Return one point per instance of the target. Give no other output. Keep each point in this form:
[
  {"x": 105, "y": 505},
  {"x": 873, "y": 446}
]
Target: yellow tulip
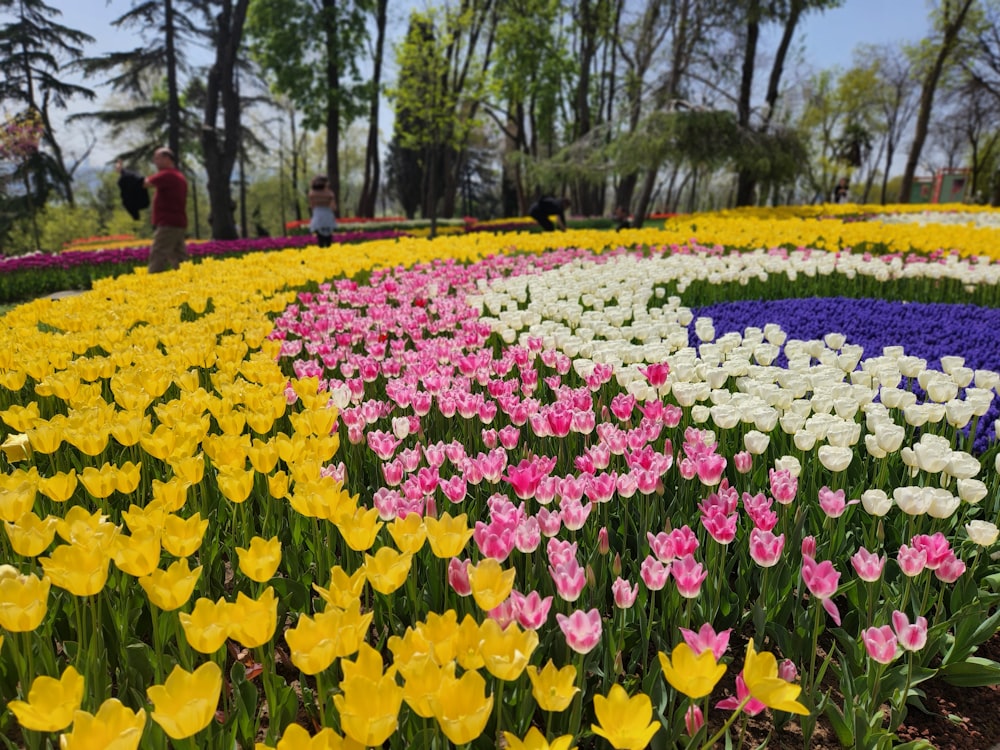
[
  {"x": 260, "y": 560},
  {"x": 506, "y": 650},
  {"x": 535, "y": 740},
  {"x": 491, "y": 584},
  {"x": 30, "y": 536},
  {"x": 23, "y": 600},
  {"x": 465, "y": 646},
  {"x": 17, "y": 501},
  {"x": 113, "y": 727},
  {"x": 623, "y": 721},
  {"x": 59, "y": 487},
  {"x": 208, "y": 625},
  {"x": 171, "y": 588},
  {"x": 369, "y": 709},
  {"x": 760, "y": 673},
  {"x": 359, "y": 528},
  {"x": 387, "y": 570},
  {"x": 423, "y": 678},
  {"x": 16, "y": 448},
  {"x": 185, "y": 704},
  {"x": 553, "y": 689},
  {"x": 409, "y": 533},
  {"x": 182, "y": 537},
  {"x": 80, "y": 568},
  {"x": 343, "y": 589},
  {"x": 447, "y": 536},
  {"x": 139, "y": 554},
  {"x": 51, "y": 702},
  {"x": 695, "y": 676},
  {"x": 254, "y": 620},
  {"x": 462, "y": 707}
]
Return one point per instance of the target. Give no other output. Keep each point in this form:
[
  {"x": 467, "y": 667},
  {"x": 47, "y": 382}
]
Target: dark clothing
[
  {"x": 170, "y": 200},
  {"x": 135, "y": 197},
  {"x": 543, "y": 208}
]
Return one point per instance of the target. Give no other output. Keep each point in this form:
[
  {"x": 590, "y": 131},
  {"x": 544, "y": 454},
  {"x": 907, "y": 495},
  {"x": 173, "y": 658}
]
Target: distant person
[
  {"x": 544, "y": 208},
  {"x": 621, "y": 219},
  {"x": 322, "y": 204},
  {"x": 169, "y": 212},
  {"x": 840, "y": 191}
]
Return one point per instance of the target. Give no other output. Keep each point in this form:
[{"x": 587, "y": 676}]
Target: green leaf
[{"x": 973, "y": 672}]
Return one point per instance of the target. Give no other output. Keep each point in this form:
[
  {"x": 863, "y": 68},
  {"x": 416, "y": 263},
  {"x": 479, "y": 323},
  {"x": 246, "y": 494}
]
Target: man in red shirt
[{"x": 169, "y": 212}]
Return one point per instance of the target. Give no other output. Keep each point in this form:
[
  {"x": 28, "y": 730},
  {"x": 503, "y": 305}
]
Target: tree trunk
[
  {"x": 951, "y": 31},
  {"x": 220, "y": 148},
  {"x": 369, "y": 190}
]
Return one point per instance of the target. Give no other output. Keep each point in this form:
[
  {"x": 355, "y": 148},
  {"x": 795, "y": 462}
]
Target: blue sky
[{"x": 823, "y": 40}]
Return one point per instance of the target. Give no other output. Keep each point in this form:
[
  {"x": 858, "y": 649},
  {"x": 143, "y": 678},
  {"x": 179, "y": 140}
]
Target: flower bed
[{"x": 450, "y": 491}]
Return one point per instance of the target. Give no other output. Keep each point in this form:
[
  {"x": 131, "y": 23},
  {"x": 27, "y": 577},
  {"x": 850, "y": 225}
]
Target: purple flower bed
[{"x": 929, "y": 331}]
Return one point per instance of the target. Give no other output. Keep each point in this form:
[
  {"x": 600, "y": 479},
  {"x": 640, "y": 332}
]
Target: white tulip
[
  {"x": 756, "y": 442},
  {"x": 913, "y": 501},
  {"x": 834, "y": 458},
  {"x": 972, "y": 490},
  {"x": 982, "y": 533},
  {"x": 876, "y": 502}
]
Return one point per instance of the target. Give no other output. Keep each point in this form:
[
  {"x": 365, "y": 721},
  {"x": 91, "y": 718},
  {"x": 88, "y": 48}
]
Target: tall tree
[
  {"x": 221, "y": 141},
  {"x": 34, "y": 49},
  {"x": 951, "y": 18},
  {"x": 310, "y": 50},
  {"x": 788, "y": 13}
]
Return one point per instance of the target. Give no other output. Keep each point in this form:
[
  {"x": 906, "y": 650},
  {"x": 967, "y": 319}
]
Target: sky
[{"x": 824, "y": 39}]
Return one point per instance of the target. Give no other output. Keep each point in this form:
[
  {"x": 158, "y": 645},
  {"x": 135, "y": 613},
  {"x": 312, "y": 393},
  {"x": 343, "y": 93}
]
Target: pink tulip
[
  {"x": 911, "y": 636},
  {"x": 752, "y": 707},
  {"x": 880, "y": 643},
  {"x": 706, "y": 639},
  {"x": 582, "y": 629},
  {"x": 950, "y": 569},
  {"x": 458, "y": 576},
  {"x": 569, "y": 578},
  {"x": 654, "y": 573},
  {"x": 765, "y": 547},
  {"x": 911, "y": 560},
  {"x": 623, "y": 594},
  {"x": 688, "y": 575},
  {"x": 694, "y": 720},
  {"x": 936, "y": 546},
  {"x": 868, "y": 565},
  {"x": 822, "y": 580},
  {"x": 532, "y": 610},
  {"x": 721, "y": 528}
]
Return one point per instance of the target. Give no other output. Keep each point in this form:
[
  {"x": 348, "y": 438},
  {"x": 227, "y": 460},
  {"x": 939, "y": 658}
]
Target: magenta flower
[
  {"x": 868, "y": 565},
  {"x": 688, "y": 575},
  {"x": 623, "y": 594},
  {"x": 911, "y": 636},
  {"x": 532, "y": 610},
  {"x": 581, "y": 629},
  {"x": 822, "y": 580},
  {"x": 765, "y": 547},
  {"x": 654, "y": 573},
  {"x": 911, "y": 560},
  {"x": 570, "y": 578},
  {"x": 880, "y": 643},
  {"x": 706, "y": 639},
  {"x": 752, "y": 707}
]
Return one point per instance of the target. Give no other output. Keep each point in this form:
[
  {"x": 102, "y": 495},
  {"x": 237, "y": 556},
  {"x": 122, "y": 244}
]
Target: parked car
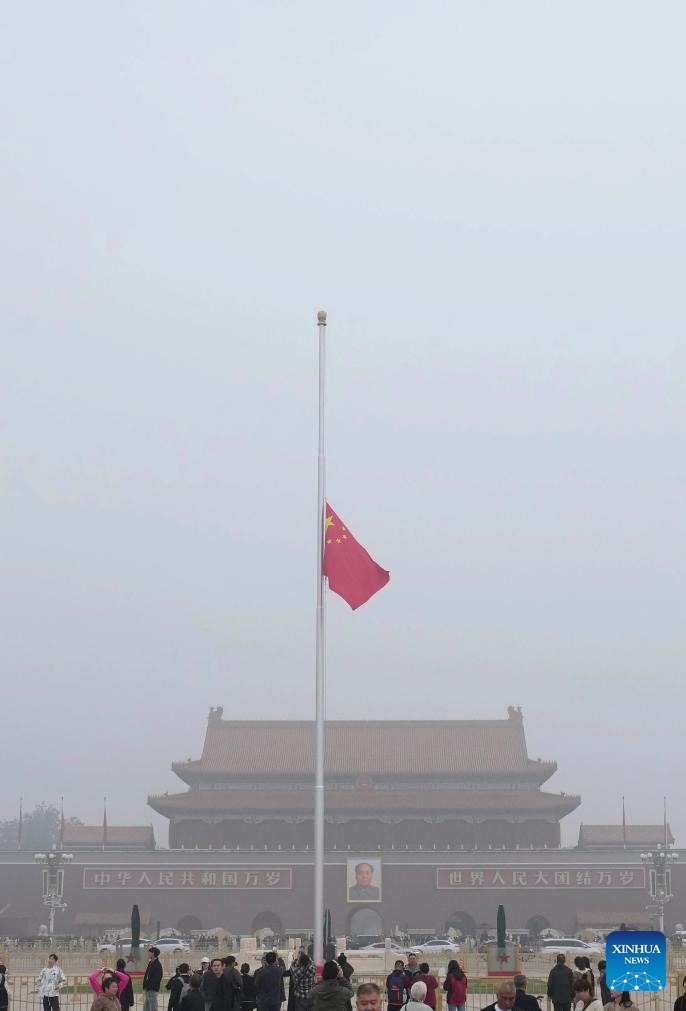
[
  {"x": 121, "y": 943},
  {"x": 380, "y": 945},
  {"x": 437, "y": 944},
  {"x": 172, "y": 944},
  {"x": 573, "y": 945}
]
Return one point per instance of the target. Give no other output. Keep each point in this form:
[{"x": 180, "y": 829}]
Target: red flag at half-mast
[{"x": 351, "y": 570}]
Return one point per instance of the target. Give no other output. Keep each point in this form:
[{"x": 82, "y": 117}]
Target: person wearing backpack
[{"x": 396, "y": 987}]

....

### Goal
Restate the whole of the material word for word without the pictures.

### Right answer
Return one point per instance of the target. Give no other output. Keep each point in this form:
[
  {"x": 105, "y": 505},
  {"x": 873, "y": 446}
]
Target: yellow tulip
[
  {"x": 260, "y": 560},
  {"x": 506, "y": 650},
  {"x": 535, "y": 740},
  {"x": 491, "y": 584},
  {"x": 30, "y": 536},
  {"x": 23, "y": 600},
  {"x": 465, "y": 646},
  {"x": 17, "y": 501},
  {"x": 113, "y": 727},
  {"x": 623, "y": 721},
  {"x": 59, "y": 487},
  {"x": 208, "y": 625},
  {"x": 171, "y": 588},
  {"x": 369, "y": 709},
  {"x": 760, "y": 673},
  {"x": 359, "y": 528},
  {"x": 387, "y": 570},
  {"x": 423, "y": 678},
  {"x": 16, "y": 448},
  {"x": 185, "y": 704},
  {"x": 553, "y": 689},
  {"x": 409, "y": 533},
  {"x": 182, "y": 537},
  {"x": 80, "y": 568},
  {"x": 343, "y": 589},
  {"x": 447, "y": 536},
  {"x": 139, "y": 554},
  {"x": 51, "y": 702},
  {"x": 695, "y": 676},
  {"x": 254, "y": 620},
  {"x": 462, "y": 707}
]
Return one point per instance of the target. Give no other output. Keep each point in this form:
[
  {"x": 467, "y": 667},
  {"x": 47, "y": 382}
]
Target: dark clothing
[
  {"x": 170, "y": 200},
  {"x": 135, "y": 197},
  {"x": 543, "y": 208}
]
Return one point per instance of the target. Give no other output. Keep each point in this form:
[
  {"x": 590, "y": 131},
  {"x": 544, "y": 454},
  {"x": 907, "y": 495},
  {"x": 173, "y": 658}
]
Target: distant person
[
  {"x": 544, "y": 208},
  {"x": 621, "y": 219},
  {"x": 322, "y": 204},
  {"x": 169, "y": 212},
  {"x": 840, "y": 191}
]
Return one point per instance of the target. Give no other output. Keep each point in this form:
[{"x": 587, "y": 676}]
Target: green leaf
[{"x": 973, "y": 672}]
Return one point per instance of the target. Give no other output. Keep each point in this form:
[
  {"x": 863, "y": 68},
  {"x": 416, "y": 263},
  {"x": 479, "y": 323},
  {"x": 246, "y": 494}
]
Target: man in red shirt
[{"x": 169, "y": 212}]
Return one point per instance of the target. Give no other output. Keep each point in this form:
[
  {"x": 28, "y": 730},
  {"x": 503, "y": 305}
]
Target: tree trunk
[
  {"x": 951, "y": 31},
  {"x": 220, "y": 148},
  {"x": 369, "y": 190}
]
Return one point per instance of the target. Give no other output. Keep each point in this form:
[
  {"x": 355, "y": 148},
  {"x": 795, "y": 462}
]
Target: blue sky
[{"x": 823, "y": 40}]
Return one point per instance of the target. Give no other output. Keep each point in this form:
[
  {"x": 858, "y": 649},
  {"x": 143, "y": 678},
  {"x": 179, "y": 140}
]
Target: flower bed
[{"x": 450, "y": 491}]
Return one point per instance of the target. Give no other output. Keep each point in this form:
[
  {"x": 131, "y": 23},
  {"x": 27, "y": 577},
  {"x": 850, "y": 225}
]
Target: purple flower bed
[{"x": 929, "y": 331}]
Return one point per instance of the target. Give no other output. Keep each point in this form:
[
  {"x": 600, "y": 479},
  {"x": 640, "y": 332}
]
Target: white tulip
[
  {"x": 756, "y": 442},
  {"x": 913, "y": 501},
  {"x": 834, "y": 458},
  {"x": 972, "y": 490},
  {"x": 982, "y": 533},
  {"x": 876, "y": 502}
]
Return one point per instance of the target. Give no other output. Keep each point in this form:
[
  {"x": 365, "y": 721},
  {"x": 91, "y": 718},
  {"x": 88, "y": 48}
]
Target: tall tree
[
  {"x": 221, "y": 141},
  {"x": 34, "y": 49},
  {"x": 951, "y": 18},
  {"x": 310, "y": 50},
  {"x": 788, "y": 13}
]
Return one point per instance of the target. Give no other output. Keep each point in this form:
[
  {"x": 906, "y": 650},
  {"x": 967, "y": 319}
]
Target: sky
[{"x": 824, "y": 39}]
Return one point per instance of the target. Give no other output. Keep each point in this form:
[
  {"x": 158, "y": 645},
  {"x": 135, "y": 613},
  {"x": 312, "y": 393},
  {"x": 343, "y": 93}
]
Target: pink tulip
[
  {"x": 911, "y": 636},
  {"x": 752, "y": 707},
  {"x": 880, "y": 643},
  {"x": 706, "y": 639},
  {"x": 582, "y": 629},
  {"x": 950, "y": 569},
  {"x": 458, "y": 576},
  {"x": 569, "y": 578},
  {"x": 654, "y": 573},
  {"x": 765, "y": 547},
  {"x": 911, "y": 560},
  {"x": 623, "y": 594},
  {"x": 688, "y": 575},
  {"x": 694, "y": 720},
  {"x": 936, "y": 546},
  {"x": 868, "y": 565},
  {"x": 822, "y": 580},
  {"x": 532, "y": 610},
  {"x": 721, "y": 528}
]
Return one point per instance of the target. Give no other output. Keep each point in this form:
[
  {"x": 348, "y": 438},
  {"x": 227, "y": 460},
  {"x": 939, "y": 658}
]
Target: magenta flower
[
  {"x": 868, "y": 565},
  {"x": 688, "y": 575},
  {"x": 623, "y": 594},
  {"x": 911, "y": 636},
  {"x": 532, "y": 610},
  {"x": 581, "y": 629},
  {"x": 822, "y": 580},
  {"x": 765, "y": 547},
  {"x": 654, "y": 573},
  {"x": 911, "y": 560},
  {"x": 570, "y": 578},
  {"x": 880, "y": 643},
  {"x": 706, "y": 639},
  {"x": 752, "y": 707}
]
Return one point per instance of the target. Give no other output. Keep each point in this form:
[
  {"x": 102, "y": 495},
  {"x": 237, "y": 556},
  {"x": 122, "y": 244}
]
Target: parked car
[
  {"x": 121, "y": 943},
  {"x": 380, "y": 945},
  {"x": 437, "y": 944},
  {"x": 172, "y": 944},
  {"x": 573, "y": 945}
]
Return one point per instance of the target. Give no other output. Keep each point in this form:
[{"x": 180, "y": 829}]
Target: red flag at half-mast
[{"x": 351, "y": 570}]
Return one point per instance of the target. Give no other output. Keep each point in this form:
[{"x": 82, "y": 117}]
Target: person wearing backpack
[{"x": 396, "y": 987}]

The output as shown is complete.